# [SOLVED???]agetty nie wstaje - brak konsoli.

## Jacekalex

Witam

Od co najmniej dwóch dni mam dziwny objaw w systemie: nie mogę się zalogować w konsoli, nie ma normalnego pytania o login i hasło, tak, jakby init nie odpalał konsol.

To jest o tyle dziwne, ze nie robiłem żadnych szalonych aktualizacji, a wszystko działało wcześniej.

Zauwazyłem sprawę - przy kompilacji kernela, kiedy chciałem zainstalować ster do nvidii.

Przed wyłączeniem kompa - po zmianach w grubie, zapomniałem wywalić xorg.conf.

Po uruchomieniu na nowym jaju, xorg nie znalazł steru nvidii, i gdm wywalił błąd.

Myśle no problem, chcę się logować - myślę - wyłączyć xdm, zainstalować sterownik do karty i po krzyku.

# [FRAGMENT DANYCH]
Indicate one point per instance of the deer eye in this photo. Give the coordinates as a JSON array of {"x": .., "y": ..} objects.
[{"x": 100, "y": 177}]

# [ZADANIA DO WYKONANIA]
[1] Odpowiedz na podstawie wpisu o niedziałającej konsoli:
(a) Od ilu co najmniej dni autor obserwuje problem z logowaniem w konsoli?
(b) Podczas jakiej czynności autor zauważył problem?
(c) Jakiego pliku autor zapomniał usunąć przed wyłączeniem komputera?
[2] Przepisz bez zmian fragment wpisu o niedziałającej konsoli. Zacznij od słów „Przed wyłączeniem kompa”, a skończ po słowach „gdm wywalił błąd.”.

# [ROZWIĄZANIA PO KOLEI]
[1]
(a) Autor obserwuje problem od co najmniej dwóch dni.
(b) Autor zauważył problem przy kompilacji kernela, kiedy chciał zainstalować sterownik do nvidii.
(c) Autor zapomniał usunąć plik xorg.conf.

[2]
Przed wyłączeniem kompa - po zmianach w grubie, zapomniałem wywalić xorg.conf.

Po uruchomieniu na nowym jaju, xorg nie znalazł steru nvidii, i gdm wywalił błąd.